WRITTEN TASK:
Rewrite the rows below so that every "laid out like this sample" becomes "formatted like this example", keeping all other text unchanged.

RECORD EXTRACTS:
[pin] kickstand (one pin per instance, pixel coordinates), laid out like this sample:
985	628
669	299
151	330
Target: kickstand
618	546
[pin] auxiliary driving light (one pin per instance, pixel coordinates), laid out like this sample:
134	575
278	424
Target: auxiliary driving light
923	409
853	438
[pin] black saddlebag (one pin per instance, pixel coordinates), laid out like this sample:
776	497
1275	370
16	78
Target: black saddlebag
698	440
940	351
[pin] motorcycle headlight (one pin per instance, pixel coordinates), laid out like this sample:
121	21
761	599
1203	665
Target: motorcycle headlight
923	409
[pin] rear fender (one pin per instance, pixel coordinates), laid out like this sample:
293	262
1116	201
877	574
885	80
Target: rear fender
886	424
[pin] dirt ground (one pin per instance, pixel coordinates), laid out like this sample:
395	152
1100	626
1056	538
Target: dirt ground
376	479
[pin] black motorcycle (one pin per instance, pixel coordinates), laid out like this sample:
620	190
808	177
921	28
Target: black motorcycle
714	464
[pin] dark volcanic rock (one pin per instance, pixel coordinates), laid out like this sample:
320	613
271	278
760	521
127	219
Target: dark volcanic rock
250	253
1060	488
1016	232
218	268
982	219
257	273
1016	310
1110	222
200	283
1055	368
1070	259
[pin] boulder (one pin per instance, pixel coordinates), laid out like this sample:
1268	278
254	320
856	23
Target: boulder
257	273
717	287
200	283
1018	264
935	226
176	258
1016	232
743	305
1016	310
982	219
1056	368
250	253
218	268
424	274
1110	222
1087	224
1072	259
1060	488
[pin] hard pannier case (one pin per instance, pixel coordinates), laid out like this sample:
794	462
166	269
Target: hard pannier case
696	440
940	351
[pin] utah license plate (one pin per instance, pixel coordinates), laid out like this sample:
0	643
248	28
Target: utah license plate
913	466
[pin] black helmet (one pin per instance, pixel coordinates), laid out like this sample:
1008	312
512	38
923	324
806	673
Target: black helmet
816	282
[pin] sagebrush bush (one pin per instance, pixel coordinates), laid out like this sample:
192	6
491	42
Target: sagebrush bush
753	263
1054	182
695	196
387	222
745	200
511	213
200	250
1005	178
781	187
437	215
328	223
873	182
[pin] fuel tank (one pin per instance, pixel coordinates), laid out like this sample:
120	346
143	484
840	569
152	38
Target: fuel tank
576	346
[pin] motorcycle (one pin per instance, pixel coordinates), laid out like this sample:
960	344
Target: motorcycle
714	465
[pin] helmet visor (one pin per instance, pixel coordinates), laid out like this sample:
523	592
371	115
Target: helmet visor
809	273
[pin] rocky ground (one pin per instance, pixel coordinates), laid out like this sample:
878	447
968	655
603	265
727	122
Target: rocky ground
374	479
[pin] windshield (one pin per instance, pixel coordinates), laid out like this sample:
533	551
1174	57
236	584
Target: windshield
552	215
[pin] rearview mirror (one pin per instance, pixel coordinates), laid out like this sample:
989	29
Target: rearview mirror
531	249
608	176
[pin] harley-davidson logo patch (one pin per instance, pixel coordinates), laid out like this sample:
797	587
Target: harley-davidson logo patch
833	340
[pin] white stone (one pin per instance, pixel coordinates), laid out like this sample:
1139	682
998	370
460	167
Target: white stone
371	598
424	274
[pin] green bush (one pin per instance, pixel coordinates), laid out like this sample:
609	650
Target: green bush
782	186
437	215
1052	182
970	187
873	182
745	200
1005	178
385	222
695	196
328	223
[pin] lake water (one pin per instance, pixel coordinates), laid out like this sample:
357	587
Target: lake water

SOLUTION FOR THIS TASK:
[pin] kickstand (one pin per instance, pixel coordinates), formatted like this example:
985	628
669	299
151	330
Target: kickstand
618	546
[pin] auxiliary driving light (one pin per instance, pixel coordinates), formatted like this example:
134	575
278	424
Target: auxiliary driving light
923	409
853	438
[pin] black saddlebag (one pin per instance, pixel coordinates), formatted like this example:
776	497
1275	370
16	78
Target: black saddlebag
698	440
940	351
[pin] motorcycle headlight (one pin per instance, pixel coordinates), formatted like this example:
121	21
761	599
1203	665
Target: motorcycle headlight
923	409
[pin] rear fender (one pin per instance, pixel coordinates), formatted like this example:
293	262
1116	201
877	574
885	80
Target: rear fender
886	424
[pin] dirt ground (one pin per instance, pixel coordinates), formatted like this example:
395	152
1100	626
1056	538
Target: dirt ground
376	479
[pin] black motorcycle (one pin per instance, pixel coordinates), formatted like this example:
620	190
808	177
921	28
Target: black motorcycle
714	464
[pin] dark volcanic rock (one pin per instance, pixel coordinates), formatted like this example:
320	613
271	278
760	521
127	219
Target: dark volcanic rock
250	253
1060	488
1016	232
218	268
982	219
257	273
1016	310
1110	222
200	283
1055	368
1070	259
[pin] boulder (one pin per instance, pixel coordinates), formatted like this example:
1268	278
254	320
856	23
Target: boulder
257	273
717	287
200	283
1018	264
935	226
176	258
1016	232
743	305
1016	310
982	219
1056	368
250	253
218	268
424	274
1110	222
1087	224
1072	259
1060	488
[pin] hard pannier case (one pin per instance, pixel coordinates), formatted like this example:
794	462
166	269
Target: hard pannier case
696	440
940	351
[pin] utah license plate (one pin per instance, pixel coordinates), formatted like this example:
0	643
248	28
Target: utah license plate
913	466
[pin] black helmet (one pin per instance, pixel coordinates), formatted like this example:
1008	312
512	38
923	324
806	673
Target: black helmet
816	282
[pin] sagebrush bush (one pin per instance, pixel coordinates), formatted like this example:
192	6
491	42
Target: sagebrush bush
753	263
1054	182
695	196
387	222
745	200
511	213
200	250
1005	178
781	187
437	215
328	223
873	182
[pin] fuel tank (one pin per instance, pixel coordinates), formatted like this example:
120	346
143	484
840	569
152	38
Target: fuel tank
576	346
[pin] motorcycle (one pin per instance, pixel coordinates), formatted like this example:
960	344
Target: motorcycle
714	465
[pin] helmet visor (one pin per instance, pixel coordinates), formatted like this example:
523	592
371	115
Target: helmet visor
809	273
[pin] rocky ground (one pin per instance, pixel coordinates), formatted like this example:
878	447
968	655
603	265
727	122
Target: rocky ground
374	479
[pin] windshield (one pin per instance, pixel coordinates), formatted like this example:
533	551
1174	57
236	584
Target: windshield
552	215
[pin] rearview mirror (one pin per instance, pixel coordinates), formatted like this example:
989	29
Target: rearview mirror
531	249
608	176
[pin] harley-davidson logo patch (one pin per instance, pixel coordinates), formatted like this example:
797	587
Target: harley-davidson logo patch
833	340
[pin] white stone (one pin per instance, pixel coordinates), formatted like this example:
1139	682
998	370
460	167
Target: white stone
371	598
424	274
[pin] green bush (one pin per instance, pixel coordinates), formatted like this example:
609	650
Target: green bush
782	186
437	215
1052	182
970	187
873	182
745	200
1005	178
385	222
695	196
328	223
[pin] lake water (one pin per instance, pixel coordinates), formatted like this example:
357	587
Target: lake water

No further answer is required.